> Set of tasks:
• a. In the Valentines for NYC post below, begin at the words "Whether you buy" and stop after the words "one from me.", then output that stretch word for word.
• b. According to the Valentines for NYC post below, in which newspaper were the love letters to New York published?
• c. Please resume the Valentines for NYC post below from the point where it stops.

Valentines for NYC.


Whether you buy into Valentine$ Day or not, sometimes something happens to come along on this date that unexpectedly hits you right in the feelz. It happened to me today, reading love letters to New York from New Yorkers in the New York Daily News. Some are from celebrities; some from everyday people. Below, you can read one in rhythm and rhyme from Darryl McDaniels, aka D.M.C. of Run-D.M.C., one from J.W. Cortés, an “actor, philanthropist, [and] MTA police officer” I never heard of, and one from me.

As many of you can likely attest, you don’t have to live here to love New York City.

Darryl McDaniels, aka DMC, poses at his booth Darryl Makes Comics during 2019 Los Angeles Comic Con at Los Angeles Convention Center on October 11, 2019 in Los Angeles, Calif. (Paul Butterfield/Getty Images)Darryl McDaniels, aka DMC, poses at his booth Darryl Makes Comics during 2019 Los Angeles Comic Con at Los Angeles Convention Center on October 11, 2019 in Los Angeles, Calif. (Paul Butterfield/Getty Images)

> Dataset entries:
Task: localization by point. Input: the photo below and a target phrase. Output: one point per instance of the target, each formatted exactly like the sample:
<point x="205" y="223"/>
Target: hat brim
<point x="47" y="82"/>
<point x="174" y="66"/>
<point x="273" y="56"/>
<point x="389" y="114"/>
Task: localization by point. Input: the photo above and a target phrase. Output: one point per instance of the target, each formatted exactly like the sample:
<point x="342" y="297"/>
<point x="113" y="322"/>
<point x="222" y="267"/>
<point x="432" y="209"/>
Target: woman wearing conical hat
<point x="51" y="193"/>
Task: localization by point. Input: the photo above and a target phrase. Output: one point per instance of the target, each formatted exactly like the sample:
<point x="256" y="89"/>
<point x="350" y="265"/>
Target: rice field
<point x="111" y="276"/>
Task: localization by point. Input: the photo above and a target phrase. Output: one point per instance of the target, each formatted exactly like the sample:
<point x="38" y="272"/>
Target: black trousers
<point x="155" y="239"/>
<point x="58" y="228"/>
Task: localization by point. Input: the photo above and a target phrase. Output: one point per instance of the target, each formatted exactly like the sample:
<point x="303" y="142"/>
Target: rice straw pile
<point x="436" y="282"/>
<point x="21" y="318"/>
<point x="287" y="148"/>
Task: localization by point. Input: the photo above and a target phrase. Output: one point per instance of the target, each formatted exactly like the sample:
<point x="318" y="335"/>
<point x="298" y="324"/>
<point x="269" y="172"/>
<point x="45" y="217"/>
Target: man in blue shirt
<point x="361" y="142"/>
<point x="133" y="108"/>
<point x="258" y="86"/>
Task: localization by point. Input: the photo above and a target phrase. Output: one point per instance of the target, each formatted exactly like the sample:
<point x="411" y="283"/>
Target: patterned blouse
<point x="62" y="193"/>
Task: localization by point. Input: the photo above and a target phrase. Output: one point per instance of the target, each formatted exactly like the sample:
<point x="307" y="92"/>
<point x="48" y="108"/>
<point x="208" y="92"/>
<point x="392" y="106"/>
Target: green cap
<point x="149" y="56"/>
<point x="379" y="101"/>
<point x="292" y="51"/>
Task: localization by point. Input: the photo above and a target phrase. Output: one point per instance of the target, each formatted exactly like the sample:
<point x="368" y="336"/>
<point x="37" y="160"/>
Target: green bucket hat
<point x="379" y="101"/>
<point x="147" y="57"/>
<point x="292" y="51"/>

> Results for each task:
• a.
Whether you buy into Valentine$ Day or not, sometimes something happens to come along on this date that unexpectedly hits you right in the feelz. It happened to me today, reading love letters to New York from New Yorkers in the New York Daily News. Some are from celebrities; some from everyday people. Below, you can read one in rhythm and rhyme from Darryl McDaniels, aka D.M.C. of Run-D.M.C., one from J.W. Cortés, an “actor, philanthropist, [and] MTA police officer” I never heard of, and one from me.

• b. The New York Daily News.

• c.
Darryl McDaniels, aka DMC, Rap Pioneer

DMC The K-I-N-G

Here’s my Valentine letter to The N-Y-C

New York City I still love u

Oh how many hard times we have been through

Hard times are still spreading Just like the flu

But what’s going on

It ain’t nothing new

New York City

You know how we do

You are here for me

Like I am here for you

You will not crack when under attack

It’s a well known fact

You always bounce back

That’s the way it is

And It’s like that

New York where I’m from

New York where I’m at

They thought we’d drop

They think we’ll flop

You cannot stop the place that created Hip Hop

And that’s not all

They all have the gall

To pray and plan for your downfall

But you’ll surprise them

You’ll keep on rising

The greatest city in the world

So mesmerizing

So all the suckers

Let them leave

For those we’ve lost

We all shall grieve

And our turntables will keep on spinning

This isn’t the end It’s the beginning

Turn up my mic

So I can say it loud

This is my city

And I am proud

I’m DMC

In the place to be

And that place for me

Is the NYC

__________

J.W. Cortes attends the Maestro Cares Third Annual Gala Dinner at Cipriani Wall Street on March 8, 2018 in New York City. (Photo by Dimitrios Kambouris/Getty Images) (Dimitrios Kambouris/Getty Images)J.W. Cortes attends the Maestro Cares Third Annual Gala Dinner at Cipriani Wall Street on March 8, 2018 in New York City. (Photo by Dimitrios Kambouris/Getty Images) (Dimitrios Kambouris/Getty Images)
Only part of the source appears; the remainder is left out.